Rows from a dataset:
::::::::::
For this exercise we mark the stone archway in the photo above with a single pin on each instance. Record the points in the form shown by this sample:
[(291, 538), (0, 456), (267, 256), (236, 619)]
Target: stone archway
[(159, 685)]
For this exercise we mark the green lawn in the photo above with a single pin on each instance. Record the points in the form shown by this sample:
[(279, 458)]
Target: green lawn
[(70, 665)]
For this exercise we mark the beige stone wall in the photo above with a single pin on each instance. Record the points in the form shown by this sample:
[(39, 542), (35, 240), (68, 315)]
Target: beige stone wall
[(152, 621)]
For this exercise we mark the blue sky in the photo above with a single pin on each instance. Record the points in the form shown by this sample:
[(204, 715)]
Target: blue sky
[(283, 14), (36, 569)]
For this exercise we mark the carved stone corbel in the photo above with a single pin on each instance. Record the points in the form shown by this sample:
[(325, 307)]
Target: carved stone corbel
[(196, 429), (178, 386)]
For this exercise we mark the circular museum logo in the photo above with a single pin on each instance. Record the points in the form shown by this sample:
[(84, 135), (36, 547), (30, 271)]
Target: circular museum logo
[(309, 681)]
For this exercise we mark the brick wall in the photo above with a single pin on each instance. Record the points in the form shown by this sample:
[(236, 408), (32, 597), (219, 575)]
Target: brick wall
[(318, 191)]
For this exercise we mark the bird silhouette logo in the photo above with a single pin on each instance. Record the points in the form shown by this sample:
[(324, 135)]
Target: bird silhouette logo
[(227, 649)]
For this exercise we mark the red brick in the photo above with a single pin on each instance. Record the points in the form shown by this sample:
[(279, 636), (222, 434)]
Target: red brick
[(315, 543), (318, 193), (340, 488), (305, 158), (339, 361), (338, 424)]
::::::::::
WORK TO BE COMPLETED: Output every entry shown above, exactly.

SOLUTION FOR THIS PROBLEM:
For this exercise we mark the stone archway in the photo above with a single pin on each instance. Record the points in the form shown by this sample:
[(291, 538), (0, 456), (267, 256), (236, 619)]
Target: stone archway
[(159, 685)]
For this exercise we mark the green lawn in the photo above with a single pin on each instance. Record the points in the form shown by this sample:
[(279, 458)]
Target: green lawn
[(70, 665)]
For this exercise we mark the beige stone wall in the photo above with a single pin on each instance. Record the points in the form shown by this sample:
[(39, 542), (35, 240), (68, 315)]
Target: beige stone wall
[(152, 621)]
For this exercise we mark the blue sky in the photo above with a single pin on each instance. Record the points in the form shown by this sample:
[(204, 715)]
Target: blue sky
[(283, 14), (36, 569)]
For this exercise we mark the carved stone corbel in the photo above with a single pin on each instance. Record the points in the form shown by this sample:
[(325, 307)]
Target: carved stone corbel
[(196, 429), (178, 386)]
For this exercise we mark the circular museum logo in the photo above with a single pin on each instance. Record the points in the form shown by this sample:
[(84, 135), (36, 547), (30, 271)]
Target: circular museum logo
[(309, 681)]
For this exercise we mark the brick wall in the photo above with a single pin on each instance. Record the points in the form shown by this sample:
[(236, 408), (32, 597), (219, 575)]
Target: brick wall
[(318, 191)]
For this exercise we mark the bird silhouette logo in the photo above with a single pin on each instance. Record the points in the form shown by this sample:
[(324, 135)]
Target: bird silhouette logo
[(227, 649)]
For this exercise we mark the red brick in the photo above with a single pin on each instance. Record the points in the form shown by this sample:
[(279, 636), (222, 434)]
Target: red brick
[(315, 543), (318, 193), (340, 488), (305, 158), (339, 361), (338, 424)]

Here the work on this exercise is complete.